■ **ARTICLE**:
-- Start --

Single by Twice

from the EP Ready to Be
- Released: January 20, 2023
- Studio: JYPE Studios (Seoul)
- Genre: Miami bass; R&B; pop;
- Length: 3:00
- Label: JYP; Republic;
- Songwriters: Earattack; Nina Ann Nelson; Kaedi Dalley; Lee Woo-hyun;
- Producers: Earattack; Lee Woo-hyun;

Twice singles chronology
| "Talk That Talk" (2022) | "Moonlight Sunrise" (2023) | "Set Me Free" (2023) |

Twice English singles chronology
| "The Feels" (2021) | "Moonlight Sunrise" (2023) | "I Got You" (2024) |

Music video
- "Moonlight Sunrise" on YouTube

= Moonlight Sunrise =

2023 song by Twice

"Moonlight Sunrise" is a song recorded by South Korean girl group Twice. It was released as their second original English-language single on January 20, 2023, through JYP Entertainment and Republic Records. It serves as a pre-release single of the group's twelfth extended play, Ready to Be, released in March. It is primarily an upbeat Miami bass, R&B and pop track that incorporates house, synth-pop, and dreamy elements in its production.

"Moonlight Sunrise" received generally favorable reviews from critics, who praised the song's sultry lyrics and its fun, miami bass production, showing a new side of Twice. The track peaked at number 22 on the Billboard Global 200, number 84 on the Billboard Hot 100, and number 152 on South Korea's Circle Digital Chart. It also became a top-ten charting song in Hungary, Japan, and Taiwan.

-- End --

■ **DIRECTIONS**:
**A.** Write out the part of the "Moonlight Sunrise" article between "2023 song by" and "Japan, and Taiwan.", inclusive.
**B.** Based on the "Moonlight Sunrise" article, answer yes or no to each statement and quote the deciding words: (i) the song was released on January 20, 2023; (ii) the song peaked at number 22 on the Billboard Hot 100; (iii) the song is a pre-release single of Ready to Be.
The data after the article isn't needed.

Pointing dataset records
-- Start --

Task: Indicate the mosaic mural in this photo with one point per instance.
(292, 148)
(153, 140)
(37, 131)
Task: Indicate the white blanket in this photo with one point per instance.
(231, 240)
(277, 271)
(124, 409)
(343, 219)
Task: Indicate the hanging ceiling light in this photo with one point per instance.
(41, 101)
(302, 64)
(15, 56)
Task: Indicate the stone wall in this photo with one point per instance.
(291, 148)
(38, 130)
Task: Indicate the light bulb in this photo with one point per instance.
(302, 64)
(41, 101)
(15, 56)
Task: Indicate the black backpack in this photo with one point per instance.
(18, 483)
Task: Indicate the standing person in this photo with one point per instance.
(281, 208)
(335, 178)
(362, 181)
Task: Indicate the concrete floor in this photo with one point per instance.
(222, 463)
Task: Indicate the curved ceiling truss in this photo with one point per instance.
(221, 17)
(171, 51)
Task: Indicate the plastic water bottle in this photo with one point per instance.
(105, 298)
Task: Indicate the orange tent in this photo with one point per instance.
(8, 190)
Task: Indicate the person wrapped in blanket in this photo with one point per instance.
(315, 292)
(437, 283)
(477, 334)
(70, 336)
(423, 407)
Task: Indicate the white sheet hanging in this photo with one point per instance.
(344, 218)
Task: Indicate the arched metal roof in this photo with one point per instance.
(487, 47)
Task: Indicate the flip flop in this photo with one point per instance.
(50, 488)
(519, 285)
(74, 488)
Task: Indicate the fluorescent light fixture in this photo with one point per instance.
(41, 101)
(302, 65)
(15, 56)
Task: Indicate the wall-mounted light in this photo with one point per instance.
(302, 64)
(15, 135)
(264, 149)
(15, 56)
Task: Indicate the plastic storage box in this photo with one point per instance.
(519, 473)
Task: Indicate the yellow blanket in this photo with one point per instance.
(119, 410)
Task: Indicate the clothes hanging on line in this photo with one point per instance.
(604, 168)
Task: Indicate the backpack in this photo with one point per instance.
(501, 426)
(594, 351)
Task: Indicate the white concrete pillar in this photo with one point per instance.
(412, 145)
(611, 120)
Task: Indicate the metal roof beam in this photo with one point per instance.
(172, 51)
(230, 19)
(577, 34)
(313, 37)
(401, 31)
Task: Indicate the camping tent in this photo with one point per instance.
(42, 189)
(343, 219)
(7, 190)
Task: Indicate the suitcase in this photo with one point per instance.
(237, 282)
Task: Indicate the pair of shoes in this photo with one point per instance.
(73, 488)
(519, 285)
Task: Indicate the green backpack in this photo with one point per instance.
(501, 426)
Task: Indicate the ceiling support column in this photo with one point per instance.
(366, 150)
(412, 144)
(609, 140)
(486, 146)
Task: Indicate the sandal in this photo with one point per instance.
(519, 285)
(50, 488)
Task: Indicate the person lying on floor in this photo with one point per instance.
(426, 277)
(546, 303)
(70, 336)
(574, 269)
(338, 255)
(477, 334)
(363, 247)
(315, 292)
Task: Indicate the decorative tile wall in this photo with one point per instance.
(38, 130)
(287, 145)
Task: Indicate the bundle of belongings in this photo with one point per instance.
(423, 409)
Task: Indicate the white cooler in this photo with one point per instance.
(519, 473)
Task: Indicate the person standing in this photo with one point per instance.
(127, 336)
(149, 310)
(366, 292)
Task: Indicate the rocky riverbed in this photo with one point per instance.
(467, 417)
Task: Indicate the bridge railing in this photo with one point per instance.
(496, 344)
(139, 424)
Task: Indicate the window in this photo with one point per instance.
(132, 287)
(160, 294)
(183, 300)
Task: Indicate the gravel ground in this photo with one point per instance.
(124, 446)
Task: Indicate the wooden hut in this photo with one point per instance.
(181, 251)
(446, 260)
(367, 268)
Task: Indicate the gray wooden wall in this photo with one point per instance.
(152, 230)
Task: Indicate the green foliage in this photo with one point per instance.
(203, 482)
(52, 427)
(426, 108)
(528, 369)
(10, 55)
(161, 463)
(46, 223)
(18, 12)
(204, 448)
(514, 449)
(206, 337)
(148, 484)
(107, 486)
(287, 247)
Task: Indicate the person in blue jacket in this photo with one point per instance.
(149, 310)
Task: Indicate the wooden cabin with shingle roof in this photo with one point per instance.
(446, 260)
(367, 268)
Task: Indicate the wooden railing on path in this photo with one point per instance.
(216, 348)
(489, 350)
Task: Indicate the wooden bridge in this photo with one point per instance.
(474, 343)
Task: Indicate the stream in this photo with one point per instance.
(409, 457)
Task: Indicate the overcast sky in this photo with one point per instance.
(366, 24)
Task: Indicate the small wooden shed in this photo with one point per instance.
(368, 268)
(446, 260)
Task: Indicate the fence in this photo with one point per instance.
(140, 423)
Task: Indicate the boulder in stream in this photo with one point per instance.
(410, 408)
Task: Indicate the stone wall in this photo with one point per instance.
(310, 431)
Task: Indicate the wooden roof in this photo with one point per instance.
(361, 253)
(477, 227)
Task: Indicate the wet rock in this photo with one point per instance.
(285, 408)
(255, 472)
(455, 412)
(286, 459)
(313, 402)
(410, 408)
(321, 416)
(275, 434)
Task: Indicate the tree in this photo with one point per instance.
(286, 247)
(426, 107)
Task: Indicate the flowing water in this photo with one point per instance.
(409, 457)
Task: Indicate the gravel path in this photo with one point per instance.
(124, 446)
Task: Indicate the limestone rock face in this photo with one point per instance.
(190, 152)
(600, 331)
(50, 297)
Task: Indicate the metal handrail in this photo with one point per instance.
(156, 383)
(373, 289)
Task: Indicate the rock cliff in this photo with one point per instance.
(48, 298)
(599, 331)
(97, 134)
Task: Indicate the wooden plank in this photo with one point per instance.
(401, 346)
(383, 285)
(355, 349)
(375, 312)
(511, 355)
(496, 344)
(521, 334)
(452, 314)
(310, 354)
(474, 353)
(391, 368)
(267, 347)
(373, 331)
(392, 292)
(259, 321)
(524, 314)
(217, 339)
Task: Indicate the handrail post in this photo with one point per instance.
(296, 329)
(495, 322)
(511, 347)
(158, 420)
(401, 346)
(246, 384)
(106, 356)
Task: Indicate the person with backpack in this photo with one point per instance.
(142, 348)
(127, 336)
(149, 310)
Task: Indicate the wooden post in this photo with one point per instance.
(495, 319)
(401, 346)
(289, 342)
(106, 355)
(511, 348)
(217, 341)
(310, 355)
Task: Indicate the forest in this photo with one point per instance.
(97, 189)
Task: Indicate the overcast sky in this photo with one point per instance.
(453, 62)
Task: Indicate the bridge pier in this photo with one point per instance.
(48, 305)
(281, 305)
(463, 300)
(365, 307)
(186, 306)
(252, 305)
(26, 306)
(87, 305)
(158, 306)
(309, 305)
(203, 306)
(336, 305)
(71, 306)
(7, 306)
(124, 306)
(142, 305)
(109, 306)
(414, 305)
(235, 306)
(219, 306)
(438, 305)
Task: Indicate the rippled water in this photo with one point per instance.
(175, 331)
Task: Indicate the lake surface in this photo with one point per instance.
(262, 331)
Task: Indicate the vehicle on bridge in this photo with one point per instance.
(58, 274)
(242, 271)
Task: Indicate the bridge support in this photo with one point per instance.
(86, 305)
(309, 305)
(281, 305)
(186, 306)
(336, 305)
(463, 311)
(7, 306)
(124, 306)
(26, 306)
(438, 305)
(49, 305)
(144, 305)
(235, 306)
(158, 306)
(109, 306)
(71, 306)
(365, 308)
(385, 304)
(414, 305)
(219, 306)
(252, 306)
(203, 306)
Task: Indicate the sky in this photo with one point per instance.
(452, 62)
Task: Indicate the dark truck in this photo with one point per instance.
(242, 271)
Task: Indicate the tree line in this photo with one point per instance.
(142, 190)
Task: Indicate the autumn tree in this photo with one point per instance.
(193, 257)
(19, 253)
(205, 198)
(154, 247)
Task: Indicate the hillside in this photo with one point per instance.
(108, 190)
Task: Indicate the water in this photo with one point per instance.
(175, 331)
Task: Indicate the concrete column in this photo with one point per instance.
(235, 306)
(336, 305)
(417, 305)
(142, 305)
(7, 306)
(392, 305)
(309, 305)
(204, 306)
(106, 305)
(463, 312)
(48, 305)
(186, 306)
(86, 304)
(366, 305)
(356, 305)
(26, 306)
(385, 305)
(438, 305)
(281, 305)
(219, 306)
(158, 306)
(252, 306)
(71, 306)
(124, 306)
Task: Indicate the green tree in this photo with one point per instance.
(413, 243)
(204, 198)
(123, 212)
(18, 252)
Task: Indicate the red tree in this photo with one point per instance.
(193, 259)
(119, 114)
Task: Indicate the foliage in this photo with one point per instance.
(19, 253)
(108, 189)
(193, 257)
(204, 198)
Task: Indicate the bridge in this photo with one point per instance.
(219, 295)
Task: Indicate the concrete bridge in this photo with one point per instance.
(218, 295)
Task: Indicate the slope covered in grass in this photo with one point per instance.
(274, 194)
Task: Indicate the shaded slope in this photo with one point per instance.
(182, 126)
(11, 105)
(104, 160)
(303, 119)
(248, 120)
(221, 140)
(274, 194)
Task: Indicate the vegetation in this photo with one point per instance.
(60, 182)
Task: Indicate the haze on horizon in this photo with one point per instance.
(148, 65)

-- End --
-- Start --

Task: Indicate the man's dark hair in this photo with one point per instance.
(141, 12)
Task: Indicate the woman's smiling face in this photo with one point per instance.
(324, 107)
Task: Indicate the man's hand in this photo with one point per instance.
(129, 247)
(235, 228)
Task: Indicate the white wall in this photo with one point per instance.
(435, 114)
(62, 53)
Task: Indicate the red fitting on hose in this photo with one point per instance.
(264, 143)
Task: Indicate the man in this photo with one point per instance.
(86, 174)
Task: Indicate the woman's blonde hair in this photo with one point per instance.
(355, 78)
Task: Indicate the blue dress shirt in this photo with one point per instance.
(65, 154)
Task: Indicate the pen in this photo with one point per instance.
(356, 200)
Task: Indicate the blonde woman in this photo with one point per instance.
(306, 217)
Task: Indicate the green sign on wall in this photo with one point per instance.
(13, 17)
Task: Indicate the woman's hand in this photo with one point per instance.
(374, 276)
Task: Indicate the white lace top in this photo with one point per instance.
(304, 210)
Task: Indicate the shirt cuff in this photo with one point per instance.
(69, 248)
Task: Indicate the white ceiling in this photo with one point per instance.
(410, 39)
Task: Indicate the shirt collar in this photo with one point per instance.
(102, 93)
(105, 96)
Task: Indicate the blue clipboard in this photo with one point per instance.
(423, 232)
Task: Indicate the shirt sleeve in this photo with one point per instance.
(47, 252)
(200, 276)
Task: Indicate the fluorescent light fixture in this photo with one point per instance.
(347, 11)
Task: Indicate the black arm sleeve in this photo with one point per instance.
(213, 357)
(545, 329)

-- End --
-- Start --

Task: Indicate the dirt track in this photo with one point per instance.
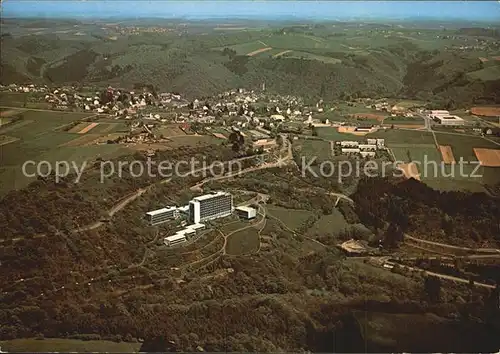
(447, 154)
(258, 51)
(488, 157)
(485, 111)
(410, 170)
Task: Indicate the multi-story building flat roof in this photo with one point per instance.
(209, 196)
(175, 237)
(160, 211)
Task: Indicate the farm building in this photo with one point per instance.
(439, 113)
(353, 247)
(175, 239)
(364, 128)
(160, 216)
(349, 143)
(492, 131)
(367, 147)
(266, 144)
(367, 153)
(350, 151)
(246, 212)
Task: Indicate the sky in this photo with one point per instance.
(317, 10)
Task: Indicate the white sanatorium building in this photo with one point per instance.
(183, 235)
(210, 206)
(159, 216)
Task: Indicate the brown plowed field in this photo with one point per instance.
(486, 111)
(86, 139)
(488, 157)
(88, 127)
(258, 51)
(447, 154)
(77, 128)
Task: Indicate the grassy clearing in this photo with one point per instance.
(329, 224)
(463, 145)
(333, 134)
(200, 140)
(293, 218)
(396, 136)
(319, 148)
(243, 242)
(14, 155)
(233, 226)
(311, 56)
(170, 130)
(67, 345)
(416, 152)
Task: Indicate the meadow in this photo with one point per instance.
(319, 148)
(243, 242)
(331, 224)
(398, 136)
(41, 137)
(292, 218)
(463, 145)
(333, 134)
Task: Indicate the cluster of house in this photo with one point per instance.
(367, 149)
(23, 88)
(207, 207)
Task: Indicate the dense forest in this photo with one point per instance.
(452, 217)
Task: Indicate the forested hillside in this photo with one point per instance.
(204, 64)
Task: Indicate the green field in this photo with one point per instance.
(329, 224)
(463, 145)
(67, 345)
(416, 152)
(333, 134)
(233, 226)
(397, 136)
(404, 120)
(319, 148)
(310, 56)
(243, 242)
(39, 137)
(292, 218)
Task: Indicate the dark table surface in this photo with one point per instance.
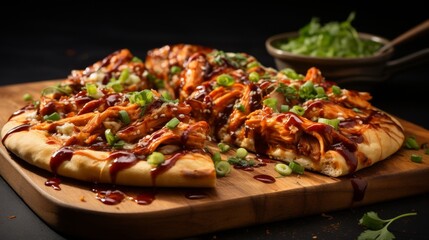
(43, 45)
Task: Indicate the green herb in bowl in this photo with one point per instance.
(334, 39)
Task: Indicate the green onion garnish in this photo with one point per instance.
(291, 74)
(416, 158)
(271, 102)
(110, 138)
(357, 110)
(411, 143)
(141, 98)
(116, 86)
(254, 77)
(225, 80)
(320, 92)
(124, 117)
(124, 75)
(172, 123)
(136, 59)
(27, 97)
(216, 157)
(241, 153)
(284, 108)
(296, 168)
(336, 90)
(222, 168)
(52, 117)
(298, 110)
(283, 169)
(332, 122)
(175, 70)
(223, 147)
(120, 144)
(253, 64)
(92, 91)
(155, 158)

-- End --

■ **RESULTS IN ORDER**:
**A.**
2023 song by Twice

"Moonlight Sunrise" is a song recorded by South Korean girl group Twice. It was released as their second original English-language single on January 20, 2023, through JYP Entertainment and Republic Records. It serves as a pre-release single of the group's twelfth extended play, Ready to Be, released in March. It is primarily an upbeat Miami bass, R&B and pop track that incorporates house, synth-pop, and dreamy elements in its production.

"Moonlight Sunrise" received generally favorable reviews from critics, who praised the song's sultry lyrics and its fun, miami bass production, showing a new side of Twice. The track peaked at number 22 on the Billboard Global 200, number 84 on the Billboard Hot 100, and number 152 on South Korea's Circle Digital Chart. It also became a top-ten charting song in Hungary, Japan, and Taiwan.

**B.**
(i) Yes: "released as their second original English-language single on January 20, 2023"
(ii) No: "number 84 on the Billboard Hot 100"
(iii) Yes: "It serves as a pre-release single of the group's twelfth extended play, Ready to Be"